== PAGE TEXT ==

During the year ended December 31, 2016, the Company recorded charges of $153 million related to certain intangible assets. These charges included $143 million related to the impairment of certain U.S. bottlers' franchise rights recorded in our Bottling Investments operating segment. This charge was related to a number of factors, primarily as a result of lower operating performance compared to previously modeled results as well as a revision in management's view of the proceeds that may be ultimately received upon refranchising the territory. The remaining charge of $10 million was related to the impairment of goodwill recorded in our Bottling Investments operating segment. This charge was primarily the result of management's revised outlook on market conditions. The total impairment charges of $153 million were recorded in our Bottling Investments operating segment in the line item other operating charges in our consolidated statement of income and were determined by comparing the fair value of the intangible assets, derived using discounted cash flow analyses, to their respective carrying values.
In 2015, the Company incurred other operating charges of $1,657 million. These charges primarily consisted of $691 million due to the Company's productivity and reinvestment program and $292 million due to the integration of our German bottling operations. In addition, the Company recorded impairment charges of $418 million primarily due to the discontinuation of the energy products in the glacéau portfolio as a result of the Monster Transaction and incurred a charge of $100 million due to a cash contribution we made to The Coca-Cola Foundation. The Company also incurred a charge of $111 million due to the write-down of receivables from our bottling partner in Venezuela and an impairment of a Venezuelan trademark primarily due to changes in exchange rates as a result of the establishment of the new open market exchange system. Refer to Note 18 for additional information on the Company's productivity, integration and restructuring initiatives. Refer to Note 2 for additional information on the Monster Transaction. Refer to Note 1 for additional information on the Venezuelan currency change. Refer to Note 19 for the impact these charges had on our operating segments.
In 2014, the Company incurred other operating charges of $1,183 million. These charges primarily consisted of $601 million due to the Company's productivity and reinvestment program and $208 million due to the integration of our German bottling operations. In addition, the Company incurred a charge of $314 million due to a write-down we recorded related to receivables from our bottling partner in Venezuela and an impairment of a Venezuelan trademark primarily due to changes in exchange rates. The write-down was recorded as a result of limited government-approved exchange rate conversion mechanisms. The Company also recorded a loss of $36 million as a result of the restructuring and transition of the Company's Russian juice operations to an existing joint venture with an unconsolidated bottling partner. Refer to Note 18 for additional information on our productivity and reinvestment program as well as the Company's other productivity, integration and restructuring initiatives. Refer to Note 1 for additional information on the Venezuelan currency change. Refer to Note 19 for the impact these charges had on our operating segments.

===
== RECORDS ==

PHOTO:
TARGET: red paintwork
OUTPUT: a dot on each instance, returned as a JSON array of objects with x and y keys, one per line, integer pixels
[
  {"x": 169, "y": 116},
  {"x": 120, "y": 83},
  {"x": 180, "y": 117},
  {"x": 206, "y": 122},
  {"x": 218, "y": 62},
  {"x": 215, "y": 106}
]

===

TASK INSTRUCTIONS.
- A) Translate the sentence "In 2014, the Company incurred other operating charges of $1,183 million." from the passage on operating charges into French.
- B) Extend the passage on operating charges with new text that begins after its final sentence.

OUTPUTS BY TASK.
- A) En 2014, la Société a engagé d'autres charges d'exploitation d'un montant de 1 183 millions de dollars.

- B)
Other Nonoperating Items
Interest Expense
During the year ended December 31, 2015, the Company recorded charges of $320 million due to the early extinguishment of certain long-term debt. These charges included the difference between the reacquisition price and the net carrying amount of the debt extinguished, including the impact of the related fair value hedging relationship. Refer to Note 10 for additional information and Note 19 for the impact this charge had on our operating segments.
Equity Income (Loss) — Net
The Company recorded net charges of $61 million, $87 million and $18 million in equity income (loss) — net during the years ended December 31, 2016, 2015 and 2014, respectively. These amounts primarily represent the Company's proportionate share of significant operating and nonoperating items recorded by certain of our equity method investees. Refer to Note 19 for the impact these charges had on our operating segments.
Other Income (Loss) — Net
In 2016, other income (loss) — net was a loss of $1,234 million. This loss included losses of $2,456 million due to the refranchising of certain bottling territories in North America and a loss of $21 million due to the deconsolidation of our South African bottling operations and disposal of the related equity method investment in exchange for investments in CCBA and CCBA's South African subsidiary. The Company incurred charges of $31 million related to payments made to convert the bottling agreements for certain North America bottling partners' territories to a single form of CBA with additional requirements. Additionally, the Company incurred a charge of $72 million as a result of remeasuring its net monetary assets denominated in Egyptian pounds. The Egyptian pound devalued as a result of the central bank allowing its currency, which was previously pegged to the U.S. dollar, to float freely. These losses were partially offset by a gain of $1,323 million due to the deconsolidation of our German bottling operations and a gain of $18 million resulting from the Company's disposal of its investment in Keurig. Refer to Note 2 for additional information on the deconsolidation of our German bottling operations, the Keurig investment disposal, the deconsolidation of our South African bottling operations, the North America refranchising and the conversion payments. Refer to Note 19 for the impact these items had on our operating segments.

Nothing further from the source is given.